■ **EXERCISE**
Transcribe the entire listing exactly as it appears.

■ **DATA**
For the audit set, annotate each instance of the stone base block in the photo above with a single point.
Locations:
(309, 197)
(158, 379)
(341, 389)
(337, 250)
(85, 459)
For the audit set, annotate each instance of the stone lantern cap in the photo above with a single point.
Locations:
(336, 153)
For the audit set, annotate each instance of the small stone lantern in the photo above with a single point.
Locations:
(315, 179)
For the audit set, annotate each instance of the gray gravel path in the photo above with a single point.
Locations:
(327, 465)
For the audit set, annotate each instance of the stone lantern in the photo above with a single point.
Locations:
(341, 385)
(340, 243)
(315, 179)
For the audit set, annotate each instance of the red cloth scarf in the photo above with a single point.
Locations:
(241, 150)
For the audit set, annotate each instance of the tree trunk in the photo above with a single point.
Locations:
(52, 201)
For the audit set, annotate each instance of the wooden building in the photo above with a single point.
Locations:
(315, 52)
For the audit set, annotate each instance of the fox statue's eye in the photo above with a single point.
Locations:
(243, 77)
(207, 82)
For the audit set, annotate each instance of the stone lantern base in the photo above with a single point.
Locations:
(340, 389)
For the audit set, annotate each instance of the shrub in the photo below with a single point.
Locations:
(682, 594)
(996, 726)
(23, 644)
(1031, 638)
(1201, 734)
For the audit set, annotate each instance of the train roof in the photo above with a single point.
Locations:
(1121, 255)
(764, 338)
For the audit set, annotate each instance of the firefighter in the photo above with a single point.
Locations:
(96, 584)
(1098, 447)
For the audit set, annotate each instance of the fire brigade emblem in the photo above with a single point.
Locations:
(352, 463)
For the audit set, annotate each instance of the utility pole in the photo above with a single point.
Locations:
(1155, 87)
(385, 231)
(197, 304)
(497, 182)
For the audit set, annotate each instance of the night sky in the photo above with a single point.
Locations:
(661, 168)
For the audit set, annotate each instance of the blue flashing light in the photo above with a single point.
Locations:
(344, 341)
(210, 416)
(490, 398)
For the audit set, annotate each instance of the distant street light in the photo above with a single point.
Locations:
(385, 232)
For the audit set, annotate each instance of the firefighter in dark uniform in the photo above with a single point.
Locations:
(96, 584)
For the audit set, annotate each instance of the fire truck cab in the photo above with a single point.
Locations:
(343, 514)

■ **RESULT OF THE TASK**
For the audit set, annotate each instance of the stone base block in the photo above with a single point.
Locations:
(309, 197)
(158, 379)
(341, 389)
(337, 250)
(85, 459)
For the audit set, annotate each instance of the stone lantern cap in the photo above with a single point.
Locations:
(336, 153)
For the audit set, annotate each instance of the small stone lantern in the photo above with a single point.
Locations:
(315, 179)
For the audit set, annotate each instance of the gray gravel path in the photo above with a single point.
Locations:
(327, 465)
For the audit set, annotate each instance of the stone lantern in the photo above with a single point.
Locations:
(341, 385)
(340, 243)
(315, 179)
For the audit set, annotate each instance of the red cloth scarf in the photo above with a single point.
Locations:
(241, 150)
For the audit set, annotate each instance of the tree trunk in the photo above with a single point.
Locations:
(52, 201)
For the audit set, annotate each instance of the wooden building in the photo above with a single point.
Locations:
(315, 52)
For the audit set, annotate each instance of the fox statue's eye in the photo above with a single point.
Locations:
(243, 77)
(207, 82)
For the audit set, annotate each instance of the stone lantern base in the photo above with a single point.
Locations:
(340, 389)
For the audit set, annotate each instance of the shrub in the photo below with a single point.
Locations:
(682, 594)
(996, 726)
(23, 644)
(1031, 638)
(1201, 734)
For the audit set, annotate each instance of the train roof in the photo above with a single point.
Locations:
(1121, 255)
(764, 338)
For the audit set, annotate each instance of the firefighter in the photo above with a single point.
Locations:
(96, 584)
(1098, 447)
For the audit set, annotate each instance of the fire brigade emblem in the photo above with a single point.
Locations:
(352, 463)
For the audit set, annotate each instance of the utility pole in the photo above with a single point.
Locations:
(1155, 87)
(385, 231)
(197, 304)
(497, 182)
For the audit set, annotate each instance of the night sky in the photo above with a single point.
Locations:
(661, 168)
For the audit set, annotate each instance of the blue flashing light in the photo above with a single point.
Locations:
(344, 341)
(210, 416)
(490, 398)
For the audit set, annotate each instance of the distant street light in the photo above with a single point.
Locations:
(385, 232)
For the audit set, annotate each instance of the firefighter in dark uniform in the photo above with a single point.
Locations:
(96, 584)
For the audit set, annotate each instance of the fire truck cab in the photo above with a single point.
Locations:
(343, 514)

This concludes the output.